───── Page excerpt
Interview – Ade Blackburn of Clinic November 15, 2010

Clinic is pretty sweet! So is Ade!

Originally appeared in Beatroute Magazine.

Even through the thickest experimentation with static and noise, one could hardly call Clinic abrasive. They have, however, experimented with different types of abrasion, waxing thickly into extended guitar explorations that could sink less experienced bands. It’s for this reason that distinctly gossamer, glossy textures of their latest release, Bubblegum, come as much a surprise as the name of the record.

“We saw that it was a poppier, easier sounding album, but not approaching bubblegum status. It was a bit more accessible,” says Ade Blackburn, vocalist and multi-instrumentalist for the long-running Liverpool quartet. The shift in sound is no accident. The statement made from the first seconds of album opener “I’m Aware” sends ripples through its runtime. Though each Clinic album has faced accusations of pop sensibility, this time it was intentional. “I think it was more conscious on this album because that feel is consistent throughout the album. On previous ones it’s probably more abrupt. Static changes from one song to the next.”
──────────
───── Extracted records
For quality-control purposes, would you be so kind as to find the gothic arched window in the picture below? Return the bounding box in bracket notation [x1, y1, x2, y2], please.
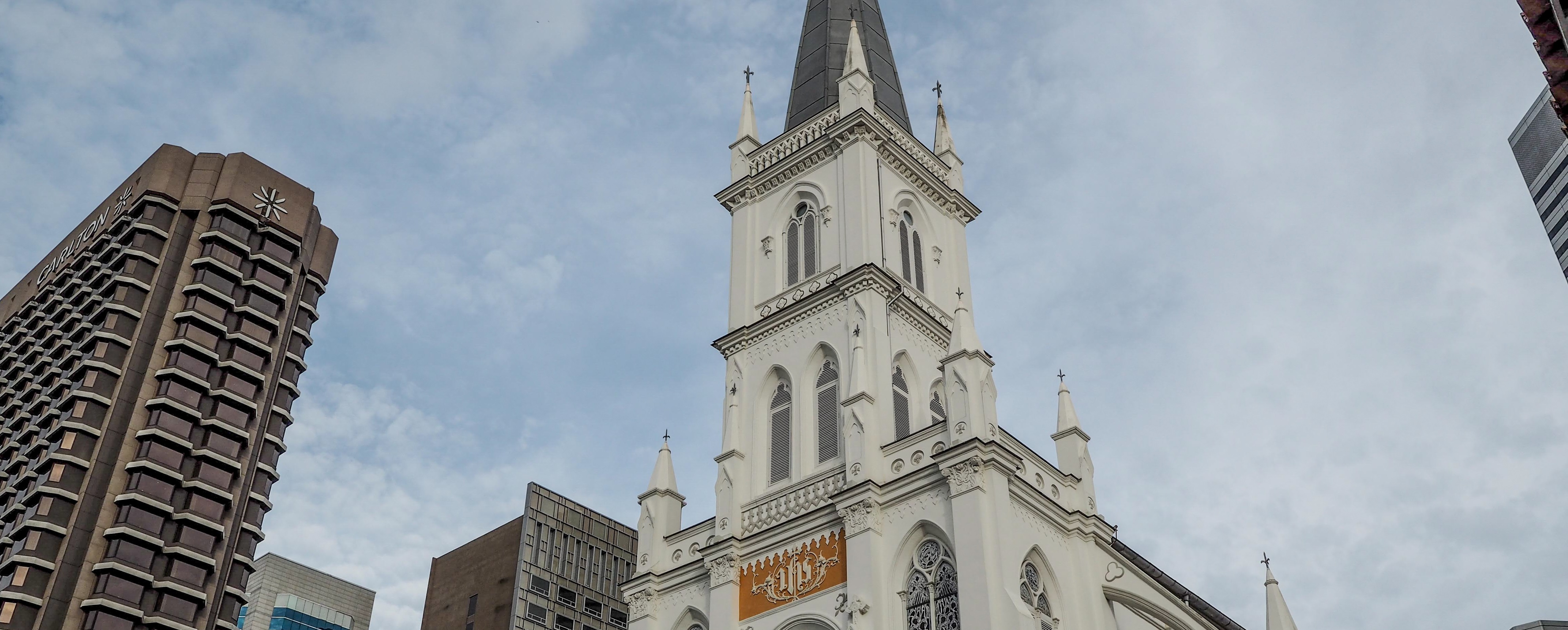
[892, 365, 909, 440]
[784, 200, 822, 285]
[1018, 560, 1050, 630]
[768, 382, 790, 483]
[899, 212, 925, 291]
[817, 359, 839, 464]
[905, 539, 958, 630]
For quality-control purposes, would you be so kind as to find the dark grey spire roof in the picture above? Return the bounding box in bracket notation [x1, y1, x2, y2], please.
[784, 0, 911, 132]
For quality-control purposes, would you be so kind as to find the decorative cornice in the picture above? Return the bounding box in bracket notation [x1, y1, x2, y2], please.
[625, 588, 659, 620]
[839, 498, 881, 536]
[943, 456, 985, 497]
[702, 553, 740, 588]
[713, 263, 899, 359]
[740, 469, 848, 536]
[746, 108, 839, 176]
[889, 291, 953, 350]
[715, 110, 980, 223]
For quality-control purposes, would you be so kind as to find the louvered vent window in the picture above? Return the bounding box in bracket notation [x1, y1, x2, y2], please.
[784, 202, 822, 285]
[899, 212, 925, 293]
[892, 365, 909, 440]
[817, 359, 839, 464]
[784, 221, 800, 287]
[905, 539, 960, 630]
[768, 382, 790, 483]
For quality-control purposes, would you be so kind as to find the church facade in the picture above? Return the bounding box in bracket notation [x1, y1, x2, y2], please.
[622, 0, 1294, 630]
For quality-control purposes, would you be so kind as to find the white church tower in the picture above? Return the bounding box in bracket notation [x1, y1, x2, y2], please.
[622, 0, 1292, 630]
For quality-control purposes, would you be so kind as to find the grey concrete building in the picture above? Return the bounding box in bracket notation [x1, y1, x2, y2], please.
[0, 144, 337, 630]
[420, 483, 637, 630]
[240, 553, 376, 630]
[1508, 91, 1568, 279]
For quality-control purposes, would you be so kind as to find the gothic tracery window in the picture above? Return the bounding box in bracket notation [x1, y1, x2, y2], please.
[784, 200, 822, 287]
[899, 212, 925, 291]
[1018, 560, 1050, 630]
[905, 539, 960, 630]
[892, 365, 909, 440]
[768, 382, 790, 483]
[817, 359, 839, 464]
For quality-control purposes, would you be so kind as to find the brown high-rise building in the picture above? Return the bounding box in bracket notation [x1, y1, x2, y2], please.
[0, 144, 337, 630]
[420, 483, 637, 630]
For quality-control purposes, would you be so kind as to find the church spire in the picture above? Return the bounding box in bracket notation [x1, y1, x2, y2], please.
[931, 92, 964, 193]
[729, 66, 762, 182]
[735, 71, 759, 143]
[648, 436, 681, 494]
[1050, 371, 1096, 514]
[637, 433, 685, 572]
[843, 17, 872, 78]
[1264, 555, 1295, 630]
[784, 0, 911, 132]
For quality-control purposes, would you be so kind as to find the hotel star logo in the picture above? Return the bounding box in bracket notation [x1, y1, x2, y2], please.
[251, 187, 288, 221]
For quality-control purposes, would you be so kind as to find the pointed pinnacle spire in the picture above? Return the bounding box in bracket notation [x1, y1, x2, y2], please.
[735, 72, 759, 143]
[1264, 556, 1295, 630]
[1057, 374, 1082, 433]
[648, 433, 681, 494]
[843, 17, 872, 78]
[947, 288, 985, 356]
[931, 95, 958, 157]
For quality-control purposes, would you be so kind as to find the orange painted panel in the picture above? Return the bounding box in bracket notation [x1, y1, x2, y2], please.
[740, 530, 848, 619]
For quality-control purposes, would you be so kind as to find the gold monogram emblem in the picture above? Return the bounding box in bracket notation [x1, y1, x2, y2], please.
[751, 541, 839, 603]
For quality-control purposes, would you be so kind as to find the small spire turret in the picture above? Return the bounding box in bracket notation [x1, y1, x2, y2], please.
[931, 92, 964, 193]
[1050, 371, 1096, 514]
[1264, 555, 1295, 630]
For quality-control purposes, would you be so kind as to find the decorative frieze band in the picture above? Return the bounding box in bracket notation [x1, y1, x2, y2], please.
[943, 458, 985, 497]
[740, 472, 847, 536]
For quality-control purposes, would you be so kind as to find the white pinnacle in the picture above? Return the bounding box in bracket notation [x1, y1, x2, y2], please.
[931, 97, 958, 157]
[843, 19, 872, 77]
[1264, 567, 1295, 630]
[735, 80, 757, 143]
[648, 437, 681, 494]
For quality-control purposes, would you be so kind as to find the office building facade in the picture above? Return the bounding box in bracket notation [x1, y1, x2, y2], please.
[240, 553, 376, 630]
[0, 144, 337, 630]
[420, 483, 637, 630]
[1508, 91, 1568, 279]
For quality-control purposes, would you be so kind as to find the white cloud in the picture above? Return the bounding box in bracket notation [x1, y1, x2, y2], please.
[0, 0, 1568, 628]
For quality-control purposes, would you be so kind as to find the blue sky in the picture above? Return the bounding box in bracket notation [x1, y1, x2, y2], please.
[0, 0, 1568, 630]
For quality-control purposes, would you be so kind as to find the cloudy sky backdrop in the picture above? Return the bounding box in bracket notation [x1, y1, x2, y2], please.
[0, 0, 1568, 630]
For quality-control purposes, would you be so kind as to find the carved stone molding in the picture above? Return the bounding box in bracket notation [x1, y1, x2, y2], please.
[702, 553, 740, 588]
[943, 458, 985, 497]
[839, 498, 881, 536]
[625, 588, 659, 620]
[740, 470, 848, 536]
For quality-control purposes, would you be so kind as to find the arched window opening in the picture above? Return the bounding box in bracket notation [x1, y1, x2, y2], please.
[905, 539, 960, 630]
[931, 389, 947, 425]
[768, 382, 790, 483]
[817, 359, 839, 464]
[899, 212, 925, 293]
[892, 365, 909, 440]
[1018, 560, 1050, 630]
[784, 200, 822, 285]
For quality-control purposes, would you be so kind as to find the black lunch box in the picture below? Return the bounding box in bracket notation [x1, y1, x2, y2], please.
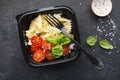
[16, 6, 81, 67]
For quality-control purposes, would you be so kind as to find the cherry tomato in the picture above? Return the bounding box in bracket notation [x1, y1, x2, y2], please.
[30, 45, 42, 53]
[33, 50, 45, 63]
[63, 45, 70, 56]
[30, 36, 43, 46]
[45, 51, 55, 61]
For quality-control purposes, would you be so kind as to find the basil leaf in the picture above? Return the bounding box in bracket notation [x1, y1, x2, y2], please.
[99, 39, 113, 49]
[57, 34, 71, 45]
[52, 45, 63, 58]
[46, 34, 71, 45]
[86, 35, 97, 46]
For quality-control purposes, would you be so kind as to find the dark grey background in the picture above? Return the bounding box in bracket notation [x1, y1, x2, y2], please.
[0, 0, 120, 80]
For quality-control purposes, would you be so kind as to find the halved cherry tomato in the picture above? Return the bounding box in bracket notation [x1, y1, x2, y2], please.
[63, 45, 70, 56]
[33, 50, 45, 63]
[45, 51, 55, 61]
[30, 36, 43, 46]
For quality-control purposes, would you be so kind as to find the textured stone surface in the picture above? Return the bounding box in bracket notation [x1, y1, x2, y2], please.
[0, 0, 120, 80]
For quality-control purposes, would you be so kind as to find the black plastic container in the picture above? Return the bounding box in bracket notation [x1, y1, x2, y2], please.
[16, 6, 81, 67]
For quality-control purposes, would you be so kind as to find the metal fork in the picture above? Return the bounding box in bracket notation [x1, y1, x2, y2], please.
[43, 14, 104, 69]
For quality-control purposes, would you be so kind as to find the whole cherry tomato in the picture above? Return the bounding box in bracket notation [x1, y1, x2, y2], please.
[63, 45, 70, 56]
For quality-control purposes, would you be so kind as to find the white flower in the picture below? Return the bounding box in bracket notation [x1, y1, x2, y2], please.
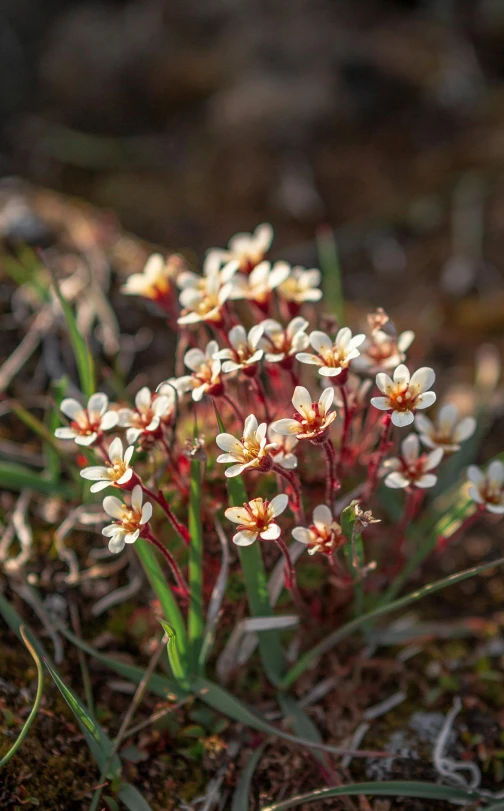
[207, 222, 273, 273]
[267, 425, 299, 470]
[102, 484, 152, 552]
[355, 329, 415, 374]
[467, 459, 504, 515]
[54, 392, 119, 445]
[80, 437, 135, 493]
[224, 493, 289, 546]
[259, 316, 310, 365]
[292, 504, 346, 555]
[215, 414, 274, 478]
[271, 386, 336, 442]
[119, 386, 175, 445]
[229, 262, 290, 306]
[175, 341, 223, 402]
[415, 403, 476, 453]
[177, 254, 238, 326]
[120, 253, 186, 304]
[332, 374, 373, 409]
[296, 327, 366, 377]
[371, 364, 436, 427]
[278, 266, 322, 304]
[214, 324, 264, 374]
[383, 434, 444, 490]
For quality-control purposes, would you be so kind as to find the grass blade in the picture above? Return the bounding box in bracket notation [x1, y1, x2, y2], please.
[231, 743, 267, 811]
[317, 225, 345, 327]
[0, 462, 74, 499]
[215, 409, 285, 685]
[280, 558, 504, 689]
[191, 678, 390, 757]
[187, 421, 205, 674]
[52, 273, 95, 398]
[261, 780, 490, 811]
[58, 623, 187, 701]
[0, 625, 44, 769]
[341, 501, 364, 617]
[278, 693, 331, 770]
[135, 538, 187, 684]
[45, 659, 121, 777]
[119, 783, 156, 811]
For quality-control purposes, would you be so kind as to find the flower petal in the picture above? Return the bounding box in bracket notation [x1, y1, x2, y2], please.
[140, 501, 152, 524]
[410, 366, 436, 392]
[424, 448, 444, 471]
[392, 411, 415, 428]
[87, 391, 108, 418]
[401, 434, 420, 465]
[310, 330, 332, 354]
[394, 363, 412, 384]
[319, 386, 334, 416]
[415, 473, 437, 490]
[415, 391, 436, 408]
[233, 529, 257, 546]
[371, 397, 392, 411]
[259, 524, 282, 541]
[103, 496, 124, 520]
[60, 397, 86, 422]
[131, 484, 143, 512]
[313, 504, 333, 529]
[292, 386, 313, 419]
[54, 428, 77, 439]
[385, 470, 410, 490]
[215, 434, 243, 455]
[224, 507, 250, 524]
[271, 418, 303, 436]
[371, 372, 394, 402]
[453, 417, 476, 442]
[292, 527, 311, 544]
[269, 493, 289, 516]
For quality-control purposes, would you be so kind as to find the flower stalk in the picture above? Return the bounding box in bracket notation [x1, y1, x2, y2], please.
[141, 483, 191, 546]
[142, 524, 190, 601]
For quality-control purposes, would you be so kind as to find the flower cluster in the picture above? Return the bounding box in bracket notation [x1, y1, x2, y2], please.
[56, 219, 504, 597]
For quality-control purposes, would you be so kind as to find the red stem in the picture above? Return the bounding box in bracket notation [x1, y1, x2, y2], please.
[338, 386, 353, 476]
[392, 487, 425, 577]
[362, 414, 392, 503]
[275, 538, 302, 605]
[273, 464, 306, 526]
[252, 377, 271, 423]
[436, 506, 485, 553]
[322, 439, 341, 510]
[141, 483, 191, 546]
[220, 393, 245, 424]
[142, 524, 190, 600]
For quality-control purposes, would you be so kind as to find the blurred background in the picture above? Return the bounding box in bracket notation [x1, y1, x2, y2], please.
[0, 0, 504, 314]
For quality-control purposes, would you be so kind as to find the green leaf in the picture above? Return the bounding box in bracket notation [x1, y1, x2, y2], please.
[45, 659, 121, 777]
[0, 625, 44, 769]
[191, 678, 376, 757]
[52, 273, 95, 398]
[57, 623, 187, 700]
[341, 501, 364, 617]
[159, 619, 189, 688]
[187, 420, 205, 674]
[215, 408, 284, 685]
[317, 226, 345, 327]
[261, 780, 490, 811]
[0, 462, 74, 499]
[278, 693, 331, 769]
[280, 558, 504, 689]
[119, 783, 152, 811]
[231, 743, 267, 811]
[135, 538, 188, 684]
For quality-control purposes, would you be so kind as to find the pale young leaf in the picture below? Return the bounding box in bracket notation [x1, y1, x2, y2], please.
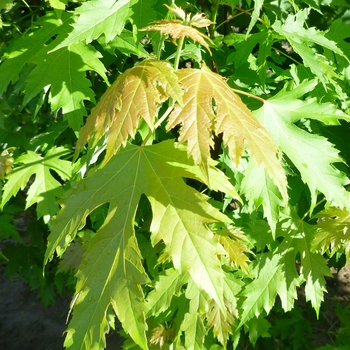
[76, 59, 183, 163]
[167, 66, 288, 201]
[164, 3, 186, 21]
[45, 140, 230, 349]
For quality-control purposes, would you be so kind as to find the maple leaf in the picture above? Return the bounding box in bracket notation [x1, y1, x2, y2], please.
[76, 59, 182, 163]
[254, 81, 350, 211]
[246, 0, 264, 37]
[147, 269, 186, 316]
[207, 304, 234, 346]
[272, 9, 346, 85]
[312, 207, 350, 263]
[45, 140, 232, 349]
[215, 226, 251, 274]
[241, 158, 284, 233]
[167, 66, 287, 204]
[24, 43, 107, 130]
[181, 291, 206, 350]
[1, 147, 73, 222]
[140, 4, 214, 53]
[53, 0, 137, 50]
[286, 212, 332, 316]
[0, 12, 71, 95]
[238, 252, 282, 327]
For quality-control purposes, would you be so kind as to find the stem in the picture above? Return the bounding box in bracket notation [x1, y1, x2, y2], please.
──────────
- [Required actions]
1 - According to the interview with Ade Blackburn of Clinic, which song opens the album Bubblegum?
2 - Continue the interview with Ade Blackburn of Clinic from the point where it stops.

- [Responses to the exercise]
1 - "I'm Aware"

2 -
That new sound required a drastic retooling of the creative process, says Blackburn. “I think that we started off doing songs on acoustic guitars, very simple kind of way. It didn’t feel like the starting point of any previous records. I think our previous ones we started around drums and rhythms. This is the first one where we really didn’t.”

The result is the band’s most contemplative and methodical to date. It puts distance between Bubblegum and the rest of their discography, but loses none of the potency. To break up the tone, tracks such as “Evelyn” act as up-tempo shots in the arm, compared to the acoustic picking and sultry vocals of Bubblegum crooner “Milk and Honey.”

“We could have just included all the acoustic and more ballad type songs on the album, but I was thinking about it and if we’re gonna play this line then we’re also going to want some edginess to it, something more up-tempo. It seemed like the right thing to do to include ‘Evelyn’ on the album.”

While always taking steps outside their comfort zone, from the spoken-word experimentation on “Radiostory” to the synth asides in “Freemason Waltz,” Clinic’s identity is one which Blackburn says the band comes upon naturally. “I think because we’re not technically great musicians, there’s always a roughness to it, which I like. We don’t try and give it too much polish. I think keeping in slower songs, something more melodic, they still have sufficient twists and turns to it, a kind of pace to them.”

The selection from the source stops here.